**EXTRACT**
★ ★ ★ ★ ★

Useful for linking intellectual property information to companies and drugs. We have a custom orange book database that allows us to answer questions like: "When does the exclusivity protection end for <drug>?" or "How many drugs approved in 2000 have generic in 2024?"

📄 The Purple Book

A disappointing version of the Orange Book for CBER regulated Biologics

Learn More

Author/Host

FDA's Center for Biologics Evaluation and Research (CBER)

Key Features

  • List of biologics and sponsors
  • Dose and administration details
  • Exclusivity and expiration

Notes and Uses

This resource is much less comprehensive than the orange book. For one, there are no patent listing requirements for biologics, so we don't have a great idea of the exclusivity period or strategies companies will use to protect IP. This is still the most reliable listing of CBER regulated Biologics and we use it just like the orange book.

📄 Devices@FDA

Searchable catalog of FDA regulated medical devices.

Learn More

Author/Host

FDA's Center for Devices and Radiological Health (CDRH)

Key Features

  • Device summaries
  • Device manufacturer
  • Approval date
  • User instructions

Notes and Uses

We are using this database to research recently approved electroencephalograph devices.

📄 FDA Open Data Portal

Easy access to APIs and bulk data downloads from FDA

Learn More

Author/Host

FDA Office of Health Informatics

Key Features

  • API access to key datasets
  • Unified portal for FDA data
  • Catalog of new custom datasets and features

Notes and Uses

Great way to get easy access to many of the available FDA databases as well as curated datasets and data exploration tools. A central hub to access data from across FDA.

📄 DailyMed Drug Labels

Database containing labeling data submitted to FDA by companies.

Learn More

Author/Host

National Library of Medicine

Key Features

  • Drug/Biologics and Medical Device labels
  • Some unapproved food and supplement labels
  • Prescribing information
  • API

Notes and Uses

Linking a drug to its approved uses without parsing the PDF's in Drugs@FDA.

FDA Post-Market Safety Monitoring

After drugs are marketed and in use, we use safety monitoring data from FDA and pricing/use data from Medicare and Medicaid. Due to extensive public private partnerships, complicated deals/rebates, and generally insufficient transparency, payments and drug prices get a lot trickier to track. We will provide more information about how we track, estimate, and monitor pricing in the future.

📚 FDA's Adverse Event Reporting System (FAERS)

Quarterly releases of adverse event reports as a downloadable file

Learn More

Author/Host

FDA's Center for Drug Evaluation and Research (CDER)

★ ★ ★ ★ ★

**Saved entries**
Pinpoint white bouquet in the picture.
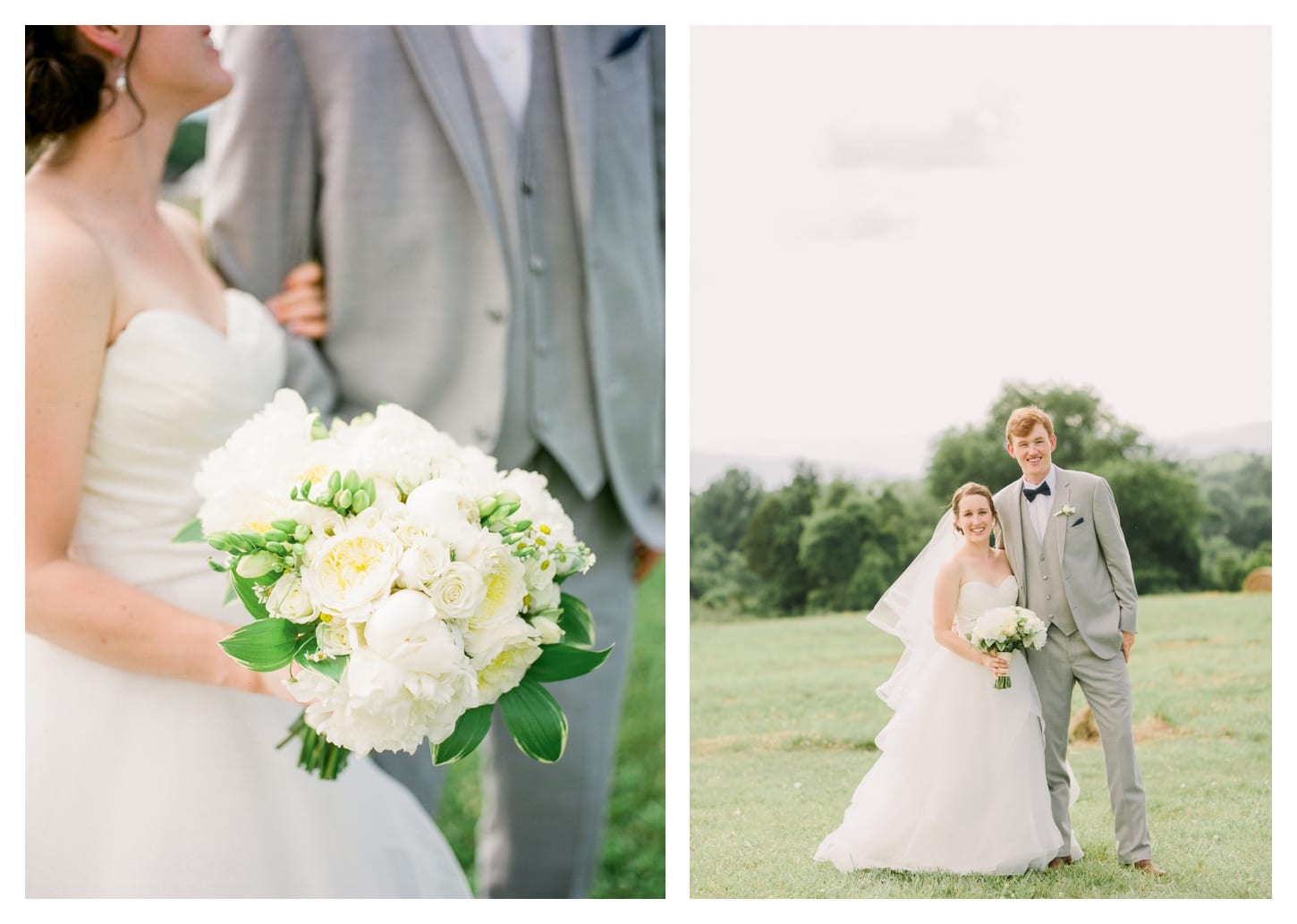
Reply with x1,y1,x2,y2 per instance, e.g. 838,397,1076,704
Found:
968,606,1046,691
176,389,610,779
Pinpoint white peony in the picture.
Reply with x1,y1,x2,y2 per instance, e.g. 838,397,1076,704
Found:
302,523,403,622
464,615,541,703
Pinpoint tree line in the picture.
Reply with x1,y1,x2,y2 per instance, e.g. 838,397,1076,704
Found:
689,383,1271,615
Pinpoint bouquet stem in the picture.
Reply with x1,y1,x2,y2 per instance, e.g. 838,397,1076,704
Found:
275,713,352,780
995,648,1013,691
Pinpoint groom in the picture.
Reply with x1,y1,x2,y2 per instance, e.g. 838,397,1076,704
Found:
995,408,1162,876
204,26,665,898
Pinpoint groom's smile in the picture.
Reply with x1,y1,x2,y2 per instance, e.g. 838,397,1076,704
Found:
1005,423,1058,484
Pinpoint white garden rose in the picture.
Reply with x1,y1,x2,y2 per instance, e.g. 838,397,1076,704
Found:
472,541,527,623
397,532,452,590
302,524,403,622
427,562,487,619
464,616,541,705
501,469,576,547
266,572,319,623
532,616,563,645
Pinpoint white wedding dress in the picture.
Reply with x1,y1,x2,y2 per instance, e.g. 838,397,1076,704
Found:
815,575,1064,875
26,292,470,898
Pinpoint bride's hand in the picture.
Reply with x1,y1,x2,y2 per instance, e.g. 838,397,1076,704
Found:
266,261,328,340
980,654,1009,677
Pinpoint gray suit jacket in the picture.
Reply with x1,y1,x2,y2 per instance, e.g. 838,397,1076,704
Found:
204,26,665,547
995,466,1136,659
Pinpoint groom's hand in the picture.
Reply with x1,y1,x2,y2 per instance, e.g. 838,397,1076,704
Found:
266,261,328,340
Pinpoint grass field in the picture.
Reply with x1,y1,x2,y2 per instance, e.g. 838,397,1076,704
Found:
438,561,666,898
690,594,1271,898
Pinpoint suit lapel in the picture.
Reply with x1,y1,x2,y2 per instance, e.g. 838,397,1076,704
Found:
554,26,596,251
1000,479,1027,575
1049,466,1072,567
393,26,508,254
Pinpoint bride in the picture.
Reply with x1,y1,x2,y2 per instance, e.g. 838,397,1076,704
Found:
816,483,1079,875
26,26,470,898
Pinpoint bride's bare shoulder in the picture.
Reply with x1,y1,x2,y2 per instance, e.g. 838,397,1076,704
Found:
23,188,115,328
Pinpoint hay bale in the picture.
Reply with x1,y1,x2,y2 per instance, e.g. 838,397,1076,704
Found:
1242,567,1270,593
1067,706,1098,741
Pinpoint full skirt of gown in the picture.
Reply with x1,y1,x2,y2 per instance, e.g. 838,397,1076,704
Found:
26,292,470,898
815,578,1063,875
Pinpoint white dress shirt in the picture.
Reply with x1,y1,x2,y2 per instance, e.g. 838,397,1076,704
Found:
468,26,532,131
1022,466,1058,542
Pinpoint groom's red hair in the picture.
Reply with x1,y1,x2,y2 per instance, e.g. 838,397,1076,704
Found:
1004,405,1053,443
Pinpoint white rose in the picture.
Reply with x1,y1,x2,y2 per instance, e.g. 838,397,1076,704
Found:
302,528,403,622
532,616,563,645
464,616,541,705
397,536,450,590
315,619,355,658
427,562,487,619
266,573,319,623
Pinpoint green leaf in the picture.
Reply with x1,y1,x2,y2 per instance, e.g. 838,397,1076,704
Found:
230,570,268,622
297,653,352,684
525,645,612,684
221,619,300,671
171,516,202,542
559,593,594,648
432,703,496,767
499,677,567,763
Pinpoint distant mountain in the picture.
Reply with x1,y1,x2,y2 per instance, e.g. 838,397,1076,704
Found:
1155,420,1272,460
689,452,903,492
689,420,1271,492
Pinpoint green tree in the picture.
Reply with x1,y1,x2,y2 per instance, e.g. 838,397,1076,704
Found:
928,382,1150,501
689,469,764,552
1093,458,1205,593
740,462,819,615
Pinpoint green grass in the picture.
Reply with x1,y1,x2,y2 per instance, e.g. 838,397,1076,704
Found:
690,594,1271,898
438,561,666,898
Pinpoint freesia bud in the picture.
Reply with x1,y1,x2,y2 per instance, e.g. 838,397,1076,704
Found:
234,550,283,581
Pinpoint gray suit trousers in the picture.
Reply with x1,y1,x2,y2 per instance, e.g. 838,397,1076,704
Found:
1027,625,1153,863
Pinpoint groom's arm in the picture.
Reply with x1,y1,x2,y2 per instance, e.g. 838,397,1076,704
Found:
1093,476,1138,646
202,26,336,410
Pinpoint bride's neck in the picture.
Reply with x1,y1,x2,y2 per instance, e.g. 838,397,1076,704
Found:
32,97,179,216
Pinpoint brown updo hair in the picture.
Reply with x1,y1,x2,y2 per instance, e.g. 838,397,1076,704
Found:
27,26,144,155
951,481,1000,536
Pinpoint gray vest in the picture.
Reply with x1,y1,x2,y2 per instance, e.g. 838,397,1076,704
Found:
1018,497,1077,634
461,26,607,498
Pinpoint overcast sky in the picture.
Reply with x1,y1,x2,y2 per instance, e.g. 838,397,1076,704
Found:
690,26,1271,475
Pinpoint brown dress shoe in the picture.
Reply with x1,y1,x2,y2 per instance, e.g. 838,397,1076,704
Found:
1135,860,1166,876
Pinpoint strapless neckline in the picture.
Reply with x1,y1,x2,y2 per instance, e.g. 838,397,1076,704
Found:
960,573,1013,590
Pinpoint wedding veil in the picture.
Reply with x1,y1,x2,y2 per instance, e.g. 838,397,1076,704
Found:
867,510,962,711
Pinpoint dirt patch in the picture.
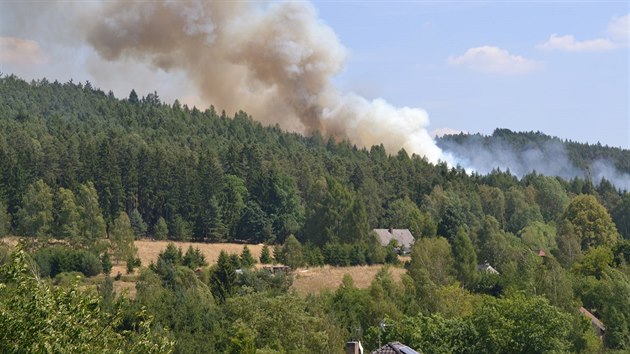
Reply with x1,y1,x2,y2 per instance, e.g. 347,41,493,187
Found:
293,265,405,295
133,240,263,268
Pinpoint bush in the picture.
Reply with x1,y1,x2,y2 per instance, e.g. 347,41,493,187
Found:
34,246,102,278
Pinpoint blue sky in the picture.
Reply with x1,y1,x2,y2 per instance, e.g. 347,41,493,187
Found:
0,0,630,149
314,1,630,148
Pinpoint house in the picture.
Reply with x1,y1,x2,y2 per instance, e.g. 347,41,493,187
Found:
580,307,606,338
477,262,499,274
372,342,420,354
372,228,416,254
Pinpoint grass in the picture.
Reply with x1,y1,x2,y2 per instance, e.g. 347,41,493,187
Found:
293,265,405,295
3,238,405,297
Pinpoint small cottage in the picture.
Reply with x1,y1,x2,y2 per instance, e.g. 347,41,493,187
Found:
372,228,416,254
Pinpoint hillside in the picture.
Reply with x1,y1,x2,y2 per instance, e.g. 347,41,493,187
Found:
0,76,630,353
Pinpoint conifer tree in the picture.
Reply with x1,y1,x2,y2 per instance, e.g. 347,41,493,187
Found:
241,245,256,269
55,187,80,239
76,182,106,250
452,227,478,287
153,216,168,240
0,201,11,237
129,208,147,239
260,245,272,264
17,179,53,237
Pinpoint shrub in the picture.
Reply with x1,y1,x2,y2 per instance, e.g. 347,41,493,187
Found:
34,246,102,278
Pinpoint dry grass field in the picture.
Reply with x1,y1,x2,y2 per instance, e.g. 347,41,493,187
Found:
293,265,405,295
2,238,405,297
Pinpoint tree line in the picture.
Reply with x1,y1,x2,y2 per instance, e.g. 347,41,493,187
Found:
0,76,630,353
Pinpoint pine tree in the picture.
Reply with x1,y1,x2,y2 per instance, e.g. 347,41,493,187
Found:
101,252,112,275
210,250,236,302
129,208,147,239
17,179,53,237
260,245,272,264
0,201,11,237
153,216,168,240
241,245,256,269
282,235,304,269
55,187,80,239
452,227,478,288
75,182,106,250
110,211,136,262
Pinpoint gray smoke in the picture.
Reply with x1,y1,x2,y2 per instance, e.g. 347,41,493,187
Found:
439,135,630,191
2,0,446,162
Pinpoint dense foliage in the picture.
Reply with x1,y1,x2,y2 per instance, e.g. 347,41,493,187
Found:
0,76,630,353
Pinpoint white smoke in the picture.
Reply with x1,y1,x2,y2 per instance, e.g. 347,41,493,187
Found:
439,135,630,191
2,0,446,162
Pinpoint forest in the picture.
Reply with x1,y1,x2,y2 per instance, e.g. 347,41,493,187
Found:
0,75,630,353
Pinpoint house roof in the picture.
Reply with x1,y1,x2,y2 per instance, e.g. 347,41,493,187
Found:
477,262,499,274
374,229,416,247
372,342,420,354
580,307,606,332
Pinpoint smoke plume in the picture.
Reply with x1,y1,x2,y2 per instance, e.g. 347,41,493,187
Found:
76,0,446,162
438,133,630,191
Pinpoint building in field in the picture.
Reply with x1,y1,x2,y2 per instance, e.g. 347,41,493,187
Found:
372,228,416,254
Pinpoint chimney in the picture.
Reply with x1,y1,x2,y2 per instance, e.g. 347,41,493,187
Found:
346,341,363,354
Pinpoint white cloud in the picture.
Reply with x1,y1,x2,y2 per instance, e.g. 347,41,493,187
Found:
538,15,628,52
0,37,46,65
606,15,630,44
448,46,541,75
431,127,468,138
538,33,617,52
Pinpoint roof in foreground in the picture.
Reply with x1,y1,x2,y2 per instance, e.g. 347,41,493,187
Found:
372,342,420,354
374,229,416,247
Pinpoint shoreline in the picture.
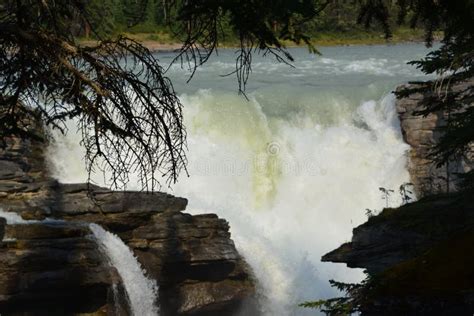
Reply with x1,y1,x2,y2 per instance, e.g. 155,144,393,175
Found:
79,34,430,53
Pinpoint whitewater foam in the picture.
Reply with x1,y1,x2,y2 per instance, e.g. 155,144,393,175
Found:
89,224,159,316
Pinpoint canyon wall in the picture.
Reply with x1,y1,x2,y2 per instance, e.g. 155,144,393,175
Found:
0,105,256,315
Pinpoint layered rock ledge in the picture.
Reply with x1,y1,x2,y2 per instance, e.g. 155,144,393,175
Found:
396,78,474,198
0,105,256,315
322,79,474,316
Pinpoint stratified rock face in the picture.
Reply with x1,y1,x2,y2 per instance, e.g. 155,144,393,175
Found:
396,79,474,198
0,105,256,315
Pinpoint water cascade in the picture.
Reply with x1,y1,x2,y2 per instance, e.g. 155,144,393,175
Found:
89,224,159,316
45,45,434,315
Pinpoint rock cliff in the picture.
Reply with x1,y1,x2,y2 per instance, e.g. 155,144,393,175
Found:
396,79,474,197
0,105,256,315
322,79,474,315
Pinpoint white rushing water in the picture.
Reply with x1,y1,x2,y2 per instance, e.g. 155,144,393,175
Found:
50,45,434,315
89,224,159,316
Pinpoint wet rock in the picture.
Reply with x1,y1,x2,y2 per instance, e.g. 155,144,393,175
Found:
0,102,258,315
396,79,474,198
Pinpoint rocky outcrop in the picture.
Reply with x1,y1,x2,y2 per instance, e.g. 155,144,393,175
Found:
0,105,256,315
322,79,474,315
0,222,127,315
396,79,474,197
322,195,474,275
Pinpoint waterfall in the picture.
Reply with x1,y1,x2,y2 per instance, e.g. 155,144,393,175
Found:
45,45,434,316
89,224,159,316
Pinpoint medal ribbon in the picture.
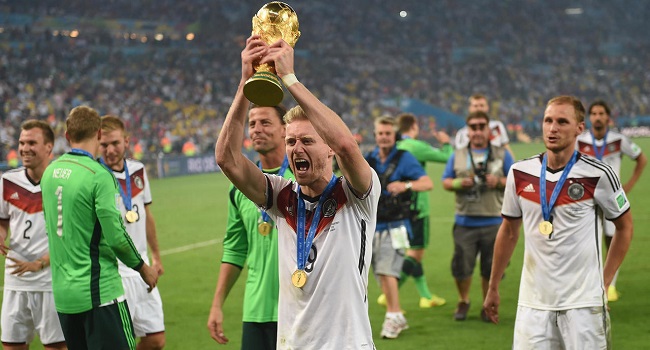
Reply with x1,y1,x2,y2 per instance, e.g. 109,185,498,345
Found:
539,151,578,221
259,155,289,222
99,158,132,211
589,129,609,160
70,148,95,160
296,174,337,270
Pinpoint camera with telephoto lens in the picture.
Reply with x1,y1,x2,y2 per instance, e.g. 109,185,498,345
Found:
474,163,487,186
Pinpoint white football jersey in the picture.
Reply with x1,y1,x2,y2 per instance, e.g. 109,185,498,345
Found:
266,170,381,349
576,129,641,175
113,159,152,277
454,120,510,149
0,168,52,291
501,154,630,311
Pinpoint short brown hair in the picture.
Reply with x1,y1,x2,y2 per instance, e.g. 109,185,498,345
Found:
65,106,102,142
282,106,308,124
20,119,54,144
589,100,612,117
465,111,490,124
397,113,418,133
546,95,585,123
251,103,287,125
467,94,487,103
102,114,126,135
374,116,397,131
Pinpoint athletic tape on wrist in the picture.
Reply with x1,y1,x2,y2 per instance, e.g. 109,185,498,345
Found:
282,73,298,88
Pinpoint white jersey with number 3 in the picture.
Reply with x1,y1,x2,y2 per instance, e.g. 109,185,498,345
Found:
501,154,630,311
0,168,52,291
266,171,381,349
113,159,151,276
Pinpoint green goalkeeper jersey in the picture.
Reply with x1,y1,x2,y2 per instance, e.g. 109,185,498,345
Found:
397,137,454,218
41,150,144,314
221,164,294,322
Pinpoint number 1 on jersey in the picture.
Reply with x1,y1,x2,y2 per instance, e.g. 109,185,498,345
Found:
54,186,63,237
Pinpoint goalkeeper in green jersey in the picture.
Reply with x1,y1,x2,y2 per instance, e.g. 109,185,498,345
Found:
41,106,158,349
377,113,454,308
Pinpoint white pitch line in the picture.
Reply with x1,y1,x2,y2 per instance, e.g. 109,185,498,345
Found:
160,238,223,256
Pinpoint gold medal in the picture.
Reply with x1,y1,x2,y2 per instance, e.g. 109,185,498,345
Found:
257,221,273,236
539,220,553,236
126,210,138,224
291,270,307,288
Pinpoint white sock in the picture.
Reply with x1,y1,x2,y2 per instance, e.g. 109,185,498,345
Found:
610,270,619,287
386,312,404,320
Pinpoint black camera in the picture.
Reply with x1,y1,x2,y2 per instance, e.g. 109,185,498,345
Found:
474,162,487,185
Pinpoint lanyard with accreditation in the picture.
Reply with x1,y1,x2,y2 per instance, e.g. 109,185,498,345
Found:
291,174,337,288
257,155,289,236
539,151,578,239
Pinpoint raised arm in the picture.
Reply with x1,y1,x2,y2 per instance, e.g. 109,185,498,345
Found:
262,40,372,194
215,35,268,205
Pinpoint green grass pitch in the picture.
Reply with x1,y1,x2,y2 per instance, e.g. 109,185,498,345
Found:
0,139,650,350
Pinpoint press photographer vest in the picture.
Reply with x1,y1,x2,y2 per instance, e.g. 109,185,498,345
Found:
366,150,417,222
454,146,506,216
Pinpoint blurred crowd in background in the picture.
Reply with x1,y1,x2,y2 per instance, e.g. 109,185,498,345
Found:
0,0,650,160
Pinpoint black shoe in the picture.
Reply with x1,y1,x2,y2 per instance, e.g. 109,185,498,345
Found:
481,309,492,323
454,301,469,321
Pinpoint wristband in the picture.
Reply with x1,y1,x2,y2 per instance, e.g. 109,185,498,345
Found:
282,73,298,88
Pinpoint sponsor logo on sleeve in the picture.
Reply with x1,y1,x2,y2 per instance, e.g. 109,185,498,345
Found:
616,192,627,211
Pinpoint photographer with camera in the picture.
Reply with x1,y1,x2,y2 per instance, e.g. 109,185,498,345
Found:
366,117,433,339
442,111,512,322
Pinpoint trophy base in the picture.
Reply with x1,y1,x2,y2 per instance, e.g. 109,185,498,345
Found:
244,72,284,107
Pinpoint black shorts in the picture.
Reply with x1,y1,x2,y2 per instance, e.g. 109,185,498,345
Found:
409,216,429,249
241,322,278,350
451,225,501,280
58,301,136,350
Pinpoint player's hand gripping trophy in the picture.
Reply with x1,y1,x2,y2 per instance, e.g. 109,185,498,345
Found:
244,1,300,107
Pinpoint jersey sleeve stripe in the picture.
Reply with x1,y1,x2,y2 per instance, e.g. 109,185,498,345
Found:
580,157,621,191
359,220,366,274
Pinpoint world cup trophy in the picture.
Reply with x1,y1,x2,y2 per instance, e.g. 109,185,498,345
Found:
244,1,300,107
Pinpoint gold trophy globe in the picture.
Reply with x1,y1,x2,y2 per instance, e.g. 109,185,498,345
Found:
244,1,300,107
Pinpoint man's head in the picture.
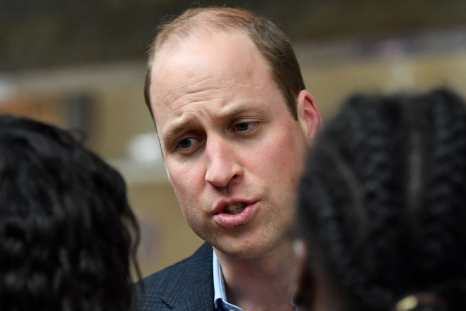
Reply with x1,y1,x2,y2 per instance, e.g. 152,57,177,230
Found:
147,9,321,257
0,116,139,310
144,7,305,120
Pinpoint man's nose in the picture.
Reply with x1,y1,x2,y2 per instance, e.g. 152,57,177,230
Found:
205,138,242,187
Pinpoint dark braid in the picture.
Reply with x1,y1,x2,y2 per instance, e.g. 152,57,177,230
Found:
298,90,466,310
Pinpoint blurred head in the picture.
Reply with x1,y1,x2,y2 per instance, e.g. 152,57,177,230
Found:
0,116,139,311
296,90,466,311
144,7,305,120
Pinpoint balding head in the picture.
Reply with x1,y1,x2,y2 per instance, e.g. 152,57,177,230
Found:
144,8,305,120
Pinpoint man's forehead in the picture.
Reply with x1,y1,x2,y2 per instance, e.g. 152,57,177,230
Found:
151,33,271,113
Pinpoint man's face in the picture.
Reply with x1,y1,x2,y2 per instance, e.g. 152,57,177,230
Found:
150,32,314,258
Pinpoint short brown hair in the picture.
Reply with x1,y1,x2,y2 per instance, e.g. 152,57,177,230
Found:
144,7,305,120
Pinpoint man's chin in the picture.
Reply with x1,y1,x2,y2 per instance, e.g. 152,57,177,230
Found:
211,242,280,259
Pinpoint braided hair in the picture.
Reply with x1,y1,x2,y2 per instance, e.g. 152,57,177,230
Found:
297,89,466,311
0,116,139,311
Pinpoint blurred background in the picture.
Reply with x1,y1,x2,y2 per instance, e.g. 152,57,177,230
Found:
0,0,466,275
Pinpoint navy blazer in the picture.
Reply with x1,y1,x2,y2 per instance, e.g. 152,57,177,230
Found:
131,243,215,311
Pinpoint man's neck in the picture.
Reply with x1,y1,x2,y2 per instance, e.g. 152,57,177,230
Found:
214,242,297,311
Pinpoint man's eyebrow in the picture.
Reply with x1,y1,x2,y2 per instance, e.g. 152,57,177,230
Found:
162,104,267,142
222,104,267,118
162,120,193,142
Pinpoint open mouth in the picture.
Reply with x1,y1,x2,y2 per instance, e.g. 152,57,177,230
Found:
224,203,246,215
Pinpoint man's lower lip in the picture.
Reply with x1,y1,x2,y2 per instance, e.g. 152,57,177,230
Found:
214,202,257,228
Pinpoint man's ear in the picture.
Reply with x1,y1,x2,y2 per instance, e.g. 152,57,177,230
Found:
296,90,322,145
292,239,315,310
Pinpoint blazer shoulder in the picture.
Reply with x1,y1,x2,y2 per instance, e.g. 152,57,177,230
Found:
136,243,214,310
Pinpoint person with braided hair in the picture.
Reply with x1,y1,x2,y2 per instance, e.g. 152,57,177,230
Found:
0,115,140,311
294,89,466,311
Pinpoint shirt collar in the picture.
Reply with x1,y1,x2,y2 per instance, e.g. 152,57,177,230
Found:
212,250,227,309
212,250,299,311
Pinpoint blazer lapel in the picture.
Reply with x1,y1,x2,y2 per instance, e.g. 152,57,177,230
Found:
162,243,214,311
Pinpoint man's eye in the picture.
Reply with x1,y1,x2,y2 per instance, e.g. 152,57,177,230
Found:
235,122,252,132
178,138,194,149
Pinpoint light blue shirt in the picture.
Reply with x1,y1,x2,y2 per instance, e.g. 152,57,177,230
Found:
212,251,298,311
212,250,243,311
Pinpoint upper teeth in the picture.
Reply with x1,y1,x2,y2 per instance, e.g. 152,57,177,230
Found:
225,203,246,215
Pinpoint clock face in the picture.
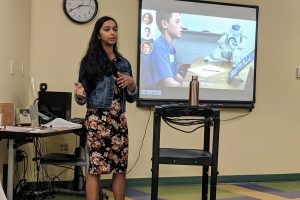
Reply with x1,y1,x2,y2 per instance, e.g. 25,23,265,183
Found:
63,0,98,24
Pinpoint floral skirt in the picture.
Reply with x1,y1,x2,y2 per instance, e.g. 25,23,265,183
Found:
85,100,128,175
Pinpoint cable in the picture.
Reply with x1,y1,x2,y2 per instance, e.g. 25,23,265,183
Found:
126,107,151,174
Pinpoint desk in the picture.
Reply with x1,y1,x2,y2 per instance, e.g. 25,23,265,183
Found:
182,58,254,90
0,126,81,200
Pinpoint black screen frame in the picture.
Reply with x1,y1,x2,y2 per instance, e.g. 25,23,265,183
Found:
137,0,259,109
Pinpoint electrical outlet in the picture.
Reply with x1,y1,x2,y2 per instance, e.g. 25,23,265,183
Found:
9,60,15,75
58,143,69,153
296,67,300,78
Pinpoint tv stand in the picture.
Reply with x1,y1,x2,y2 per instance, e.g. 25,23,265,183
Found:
151,105,220,200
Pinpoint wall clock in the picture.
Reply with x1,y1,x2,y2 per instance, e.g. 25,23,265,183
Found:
63,0,98,24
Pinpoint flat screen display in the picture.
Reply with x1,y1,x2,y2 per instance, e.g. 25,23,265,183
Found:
137,0,259,108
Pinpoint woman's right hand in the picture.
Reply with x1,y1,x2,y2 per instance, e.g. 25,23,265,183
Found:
74,82,86,99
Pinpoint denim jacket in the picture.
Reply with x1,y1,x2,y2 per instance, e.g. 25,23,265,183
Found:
75,56,137,112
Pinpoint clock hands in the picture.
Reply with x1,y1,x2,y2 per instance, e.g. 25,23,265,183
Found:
69,4,92,12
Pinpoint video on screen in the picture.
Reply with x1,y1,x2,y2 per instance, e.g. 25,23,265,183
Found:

★ ★ ★ ★ ★

**PROBLEM SET**
1 - Name every organization that the overview of FDA data resources lists as an author or host.
2 - According to the overview of FDA data resources, what kind of device is being researched with Devices@FDA?

**SOLUTIONS TO EACH TASK**
1 - FDA's Center for Biologics Evaluation and Research (CBER); FDA's Center for Devices and Radiological Health (CDRH); FDA Office of Health Informatics; National Library of Medicine; FDA's Center for Drug Evaluation and Research (CDER)

2 - Recently approved electroencephalograph devices.